Required work: Restate the entries below verbatim.

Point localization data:
****************

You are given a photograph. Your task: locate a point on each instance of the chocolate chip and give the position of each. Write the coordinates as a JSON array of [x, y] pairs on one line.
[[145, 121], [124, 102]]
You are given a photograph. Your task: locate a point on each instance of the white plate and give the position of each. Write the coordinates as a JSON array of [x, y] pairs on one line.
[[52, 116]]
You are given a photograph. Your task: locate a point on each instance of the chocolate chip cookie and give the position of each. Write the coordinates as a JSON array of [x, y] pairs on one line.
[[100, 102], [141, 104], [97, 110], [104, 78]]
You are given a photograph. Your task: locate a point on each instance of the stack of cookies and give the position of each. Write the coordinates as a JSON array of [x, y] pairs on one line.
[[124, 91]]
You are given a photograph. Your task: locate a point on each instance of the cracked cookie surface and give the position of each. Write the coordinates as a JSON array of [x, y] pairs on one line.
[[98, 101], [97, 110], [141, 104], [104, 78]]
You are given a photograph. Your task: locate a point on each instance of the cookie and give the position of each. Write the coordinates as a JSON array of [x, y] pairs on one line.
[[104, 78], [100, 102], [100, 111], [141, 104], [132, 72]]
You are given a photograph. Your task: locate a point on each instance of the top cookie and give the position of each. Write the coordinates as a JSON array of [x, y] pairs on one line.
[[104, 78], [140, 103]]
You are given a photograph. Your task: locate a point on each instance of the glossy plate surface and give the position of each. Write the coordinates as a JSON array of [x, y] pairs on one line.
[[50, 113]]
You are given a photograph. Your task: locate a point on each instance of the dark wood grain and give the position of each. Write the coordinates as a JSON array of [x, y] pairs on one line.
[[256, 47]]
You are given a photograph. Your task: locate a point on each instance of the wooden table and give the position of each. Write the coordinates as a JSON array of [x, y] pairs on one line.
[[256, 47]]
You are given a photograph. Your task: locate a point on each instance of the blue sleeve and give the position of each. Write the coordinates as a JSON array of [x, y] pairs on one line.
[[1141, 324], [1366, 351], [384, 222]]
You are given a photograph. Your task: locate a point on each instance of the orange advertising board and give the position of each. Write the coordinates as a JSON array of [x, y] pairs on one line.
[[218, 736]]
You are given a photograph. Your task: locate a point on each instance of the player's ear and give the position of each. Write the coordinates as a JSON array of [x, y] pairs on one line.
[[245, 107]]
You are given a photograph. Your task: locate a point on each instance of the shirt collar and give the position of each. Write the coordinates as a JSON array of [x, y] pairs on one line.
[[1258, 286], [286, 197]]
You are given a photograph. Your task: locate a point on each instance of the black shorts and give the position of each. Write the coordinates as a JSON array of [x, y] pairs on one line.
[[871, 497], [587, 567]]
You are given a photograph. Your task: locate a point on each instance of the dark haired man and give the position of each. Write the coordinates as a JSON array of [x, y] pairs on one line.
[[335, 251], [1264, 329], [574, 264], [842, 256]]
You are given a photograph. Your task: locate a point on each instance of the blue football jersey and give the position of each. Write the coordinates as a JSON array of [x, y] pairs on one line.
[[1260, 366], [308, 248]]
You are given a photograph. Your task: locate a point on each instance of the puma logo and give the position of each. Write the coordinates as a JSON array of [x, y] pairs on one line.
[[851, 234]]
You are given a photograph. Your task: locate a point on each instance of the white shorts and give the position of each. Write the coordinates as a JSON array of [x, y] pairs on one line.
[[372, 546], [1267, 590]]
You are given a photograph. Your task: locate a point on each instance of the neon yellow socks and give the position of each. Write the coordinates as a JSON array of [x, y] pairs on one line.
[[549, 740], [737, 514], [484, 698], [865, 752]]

****************

Answer for the task:
You are given a photograph. Your task: locate a point on each instance of the chocolate chip and give the position of each. Write the coordinates as a JSON array of [x, y] pairs on one line.
[[145, 121], [124, 102]]
You are given a photograph. Your task: locate a point on each instance of the white plate and give the position of each. Write the coordinates as a JSON array of [x, y] pairs on one line.
[[52, 116]]
You are given a photograph. Your task: locate a point on each instance of the chocolate chip cookie and give the position of each. Write the coordinates as a JSON array of [x, y] pairs on one line.
[[100, 102], [141, 104], [97, 110], [104, 78]]
You are given a photograph. Your task: locate a point on each instance of the stack of cookies and give the position of each. Write the coordinates as a JSON array of [x, y] pairs on one line.
[[124, 91]]
You are given a photograph. Your task: locate a point on each instance of the cracked cookie surface and give the position of each. Write the coordinates as a JSON array of [x, y] pairs on one line.
[[98, 101], [97, 110], [141, 104], [104, 78]]
You are given a photograph. Your task: locate a point on each instance of the cookie and give the position of each. Write the coordinates as a JSON array of [x, y] pairs on one line.
[[104, 78], [100, 102], [100, 111], [141, 104], [132, 72]]
You are given a photograph. Your task: locate a point on each instance of the top cookie and give the position of each. Write the coordinates as a JSON array of [x, y] pairs on one line.
[[104, 78], [140, 103]]
You are given a photograph. Your task: locate a point on each instance of the glossy plate surface and give the position of each. Write the coordinates as a JSON array of [x, y] pairs on one line.
[[50, 113]]
You are given a photograph. Your task: locate a point on each instance of the dark wood grain and give the position of each. Write the coordinates as a JSON array of [x, y] pairs on one line.
[[256, 47]]
You are given a photograph. Your task: locate a point on each instance of the wooden table and give the position of each. Write the coordinates as a JSON array of [x, y] pairs on one line.
[[256, 47]]
You are given a photograph. Your task: locate a point on each instance of the blue sleeve and give the position of each. Write the coordinates as a JSON array of [x, y] pairs on one line.
[[1141, 324], [1366, 351], [384, 222]]
You are given a photograph. Your task: locate a point on each instance of the orange advertising board and give the position of each. Write the coordinates as a JSON array of [x, y] pairs on one line.
[[218, 736]]
You are given a photograph. Your task: locate a point on each instance of the player's ear and give the position of each. Write the coordinates as a JSON array of [x, y] pairs on one line.
[[245, 107]]
You are given a photograph. Your task: locate a point on each instance of the shirt collar and give the position of each. Write the coordinates as a JSON array of [x, y] pairs on one line.
[[1258, 286], [286, 197]]
You are given a photograph. Your task: locate a point on each instance of the black shorts and give the position of each. Write the coordinates as a JSON array of [x, y] pairs on one line.
[[871, 497], [587, 567]]
You are given a photograph. Your task: locate a point on each instance of the dark haired man and give the position of each. Write the coordinates as a JSON array of [x, y] pairs on one line.
[[335, 251], [1264, 329], [574, 264], [842, 256]]
You are given a photograph. Your task: locate a point on each instance of the blue football jersey and give the position of each. Write the coordinates as a JSON array of [x, y] pairs on one line.
[[1260, 366], [308, 248]]
You are given a photograph. Your task: locate a point on each instance of the puma logo and give the position of each. Write the coordinates as a JSON array of [x, y] pairs on one line.
[[851, 234]]
You are given a photograph. Your task: locate a point on each instance of the white shorts and give the position of each. Write the coordinates as a JSON array of [x, y] pairs on one line.
[[372, 546], [1267, 590]]
You are given a photograph. Your task: locate a point on each instance of the neon yellow socks and give the position of each. Write the coordinates as a JSON array of [x, y] pairs on one line.
[[549, 740], [737, 514], [484, 698], [865, 752]]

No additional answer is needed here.